Job item a:
Transcribe the entries starting at their first line and ending at the line that contains "box: [222, 354, 337, 470]", including both of those lines.

Given text:
..............................

3. Inventory is still extremely low.
This part hasn’t changed, but it does tie into #2 above. Since the remaining buyers are more conservative, they’re not jumping on whatever listing hits the market, as was the case earlier in the year.
4. There are more over-priced listings on the market.
This is because sellers are working off “old” inaccurate data. They think if a house sold for $750K in March, it must be worth $850K now!
The main reason for this? Their agents are unskilled and do not provide their sellers with the correct information they need; for example, the information I’m discussing in this post!
5. Concerns over rising interest rates, inflation, and the general state of the world.
These are all valid concerns, and they tend to weed out the more conservative buyers.
All five causes above are interrelated. So, what’s the point of all this?
Your clients need clear information to make intelligent decisions.
It’s your job to provide that information.
Weekly sales data can be another insightful factor to consider when determining the price of a listing. After all, over-pricing is the kiss of death in an active market (or any market).
It’s also an easy way to differentiate yourself from the real estate drones.
From the Mirriam-AgentSkills dictionary:
real estate drone \ drōn \ a real estate agent who provides the exact same information as every other real estate agent.
2 thoughts on “Have We Passed the Peak of the Market?”
Thank you, Ted, I have seen a change however, it still is strong with some competing offers. I do believe many folks know a bubble eventually bursts and with the rise in interest rates that is an indicator.
Yes, the market is still definitely very strong. But sellers do need to be a bit more cautious about over-pricing, as compared to a month ago!

..............................

Data excerpts:
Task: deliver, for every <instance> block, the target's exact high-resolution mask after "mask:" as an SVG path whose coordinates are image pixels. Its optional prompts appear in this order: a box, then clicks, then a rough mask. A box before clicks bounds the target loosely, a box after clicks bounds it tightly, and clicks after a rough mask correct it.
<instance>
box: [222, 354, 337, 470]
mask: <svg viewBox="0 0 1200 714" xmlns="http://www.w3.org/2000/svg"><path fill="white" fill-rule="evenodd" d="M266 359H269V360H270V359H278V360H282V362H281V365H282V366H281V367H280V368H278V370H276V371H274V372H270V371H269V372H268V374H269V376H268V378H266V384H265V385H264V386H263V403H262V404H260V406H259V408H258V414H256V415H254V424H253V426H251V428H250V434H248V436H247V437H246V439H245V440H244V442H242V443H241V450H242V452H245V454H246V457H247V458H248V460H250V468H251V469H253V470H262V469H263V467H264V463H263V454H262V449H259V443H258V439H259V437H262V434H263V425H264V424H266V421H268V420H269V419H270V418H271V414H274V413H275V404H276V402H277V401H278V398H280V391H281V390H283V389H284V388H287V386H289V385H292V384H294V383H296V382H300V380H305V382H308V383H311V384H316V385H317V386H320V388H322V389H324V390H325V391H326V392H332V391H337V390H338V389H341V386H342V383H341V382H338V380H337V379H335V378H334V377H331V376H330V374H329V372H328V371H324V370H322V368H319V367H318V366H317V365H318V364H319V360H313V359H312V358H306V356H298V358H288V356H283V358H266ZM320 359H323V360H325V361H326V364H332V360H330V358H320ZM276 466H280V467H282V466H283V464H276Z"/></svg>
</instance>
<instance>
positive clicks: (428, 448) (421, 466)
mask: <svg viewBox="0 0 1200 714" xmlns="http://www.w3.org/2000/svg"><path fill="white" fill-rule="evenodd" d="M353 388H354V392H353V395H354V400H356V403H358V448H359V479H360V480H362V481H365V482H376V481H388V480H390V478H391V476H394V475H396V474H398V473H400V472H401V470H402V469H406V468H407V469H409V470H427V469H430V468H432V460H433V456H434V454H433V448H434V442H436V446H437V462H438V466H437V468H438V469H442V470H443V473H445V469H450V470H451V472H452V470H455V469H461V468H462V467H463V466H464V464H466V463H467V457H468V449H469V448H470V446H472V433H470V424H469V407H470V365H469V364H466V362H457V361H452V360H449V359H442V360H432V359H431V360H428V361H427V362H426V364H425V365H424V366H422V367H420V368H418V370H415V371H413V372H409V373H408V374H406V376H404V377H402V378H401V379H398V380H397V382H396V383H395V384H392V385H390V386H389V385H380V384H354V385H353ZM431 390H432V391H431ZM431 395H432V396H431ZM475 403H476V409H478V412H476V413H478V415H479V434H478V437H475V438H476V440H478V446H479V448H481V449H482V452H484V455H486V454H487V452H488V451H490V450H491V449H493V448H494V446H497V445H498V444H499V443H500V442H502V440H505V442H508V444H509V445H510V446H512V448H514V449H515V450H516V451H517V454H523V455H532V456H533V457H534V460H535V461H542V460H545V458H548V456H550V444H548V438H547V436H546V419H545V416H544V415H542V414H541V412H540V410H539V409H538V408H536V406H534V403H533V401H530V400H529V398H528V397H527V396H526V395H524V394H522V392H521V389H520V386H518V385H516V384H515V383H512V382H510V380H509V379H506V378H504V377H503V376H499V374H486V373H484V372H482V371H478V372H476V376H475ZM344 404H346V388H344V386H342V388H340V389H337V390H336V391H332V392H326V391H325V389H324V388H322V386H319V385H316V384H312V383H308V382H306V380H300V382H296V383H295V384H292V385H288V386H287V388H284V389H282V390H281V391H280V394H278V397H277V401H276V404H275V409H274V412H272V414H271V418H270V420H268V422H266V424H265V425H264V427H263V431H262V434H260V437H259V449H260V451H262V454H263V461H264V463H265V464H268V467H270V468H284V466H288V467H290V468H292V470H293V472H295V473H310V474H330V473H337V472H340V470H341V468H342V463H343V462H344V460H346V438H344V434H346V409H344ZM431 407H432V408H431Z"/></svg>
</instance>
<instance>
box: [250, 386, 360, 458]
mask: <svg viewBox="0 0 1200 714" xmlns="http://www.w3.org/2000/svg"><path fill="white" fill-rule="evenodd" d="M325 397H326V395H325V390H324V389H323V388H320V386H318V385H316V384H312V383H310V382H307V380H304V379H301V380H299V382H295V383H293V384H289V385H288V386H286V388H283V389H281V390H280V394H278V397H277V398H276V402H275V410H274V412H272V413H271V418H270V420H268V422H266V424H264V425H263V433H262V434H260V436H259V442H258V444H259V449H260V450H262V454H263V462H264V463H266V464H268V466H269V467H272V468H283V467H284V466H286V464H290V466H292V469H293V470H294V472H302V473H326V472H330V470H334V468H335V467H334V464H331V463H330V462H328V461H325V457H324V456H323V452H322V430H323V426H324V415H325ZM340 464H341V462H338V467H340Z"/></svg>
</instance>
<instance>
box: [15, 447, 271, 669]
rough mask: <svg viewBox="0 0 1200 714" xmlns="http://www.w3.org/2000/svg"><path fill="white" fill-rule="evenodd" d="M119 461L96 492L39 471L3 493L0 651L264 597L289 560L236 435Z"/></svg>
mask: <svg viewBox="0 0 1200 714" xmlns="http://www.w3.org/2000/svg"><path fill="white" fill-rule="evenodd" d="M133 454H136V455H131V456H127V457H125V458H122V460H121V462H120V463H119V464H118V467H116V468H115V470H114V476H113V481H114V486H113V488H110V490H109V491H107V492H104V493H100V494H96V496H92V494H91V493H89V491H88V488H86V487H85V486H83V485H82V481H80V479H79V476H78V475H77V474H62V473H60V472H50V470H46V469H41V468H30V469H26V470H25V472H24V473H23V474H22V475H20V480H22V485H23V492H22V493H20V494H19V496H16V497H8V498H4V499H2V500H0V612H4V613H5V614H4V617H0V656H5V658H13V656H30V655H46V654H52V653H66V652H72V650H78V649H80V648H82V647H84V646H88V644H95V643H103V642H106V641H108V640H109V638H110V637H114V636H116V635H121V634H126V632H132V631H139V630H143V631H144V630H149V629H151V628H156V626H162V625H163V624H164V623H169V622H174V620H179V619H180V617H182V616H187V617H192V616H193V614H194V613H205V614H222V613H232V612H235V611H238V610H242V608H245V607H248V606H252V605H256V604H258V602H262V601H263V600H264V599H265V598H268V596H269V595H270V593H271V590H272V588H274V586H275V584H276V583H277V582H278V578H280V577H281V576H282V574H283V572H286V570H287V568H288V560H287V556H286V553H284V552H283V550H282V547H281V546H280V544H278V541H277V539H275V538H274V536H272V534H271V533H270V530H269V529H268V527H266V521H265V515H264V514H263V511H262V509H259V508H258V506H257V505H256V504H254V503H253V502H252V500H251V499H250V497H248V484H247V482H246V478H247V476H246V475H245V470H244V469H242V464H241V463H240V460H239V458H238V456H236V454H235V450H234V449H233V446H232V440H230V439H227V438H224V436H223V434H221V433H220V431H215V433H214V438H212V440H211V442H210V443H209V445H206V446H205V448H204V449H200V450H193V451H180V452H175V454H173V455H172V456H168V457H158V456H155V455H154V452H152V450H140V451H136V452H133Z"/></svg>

..............................

Job item b:
Restate the housing market text word for word.

Expected output a:
Task: deliver, for every <instance> block, the target's exact high-resolution mask after "mask:" as an SVG path whose coordinates are image pixels. Its optional prompts appear in this order: a box, then clicks, then a rough mask. A box before clicks bounds the target loosely, a box after clicks bounds it tightly, and clicks after a rough mask correct it.
<instance>
box: [222, 354, 337, 470]

Expected output b:
3. Inventory is still extremely low.
This part hasn’t changed, but it does tie into #2 above. Since the remaining buyers are more conservative, they’re not jumping on whatever listing hits the market, as was the case earlier in the year.
4. There are more over-priced listings on the market.
This is because sellers are working off “old” inaccurate data. They think if a house sold for $750K in March, it must be worth $850K now!
The main reason for this? Their agents are unskilled and do not provide their sellers with the correct information they need; for example, the information I’m discussing in this post!
5. Concerns over rising interest rates, inflation, and the general state of the world.
These are all valid concerns, and they tend to weed out the more conservative buyers.
All five causes above are interrelated. So, what’s the point of all this?
Your clients need clear information to make intelligent decisions.
It’s your job to provide that information.
Weekly sales data can be another insightful factor to consider when determining the price of a listing. After all, over-pricing is the kiss of death in an active market (or any market).
It’s also an easy way to differentiate yourself from the real estate drones.
From the Mirriam-AgentSkills dictionary:
real estate drone \ drōn \ a real estate agent who provides the exact same information as every other real estate agent.
2 thoughts on “Have We Passed the Peak of the Market?”
Thank you, Ted, I have seen a change however, it still is strong with some competing offers. I do believe many folks know a bubble eventually bursts and with the rise in interest rates that is an indicator.
Yes, the market is still definitely very strong. But sellers do need to be a bit more cautious about over-pricing, as compared to a month ago!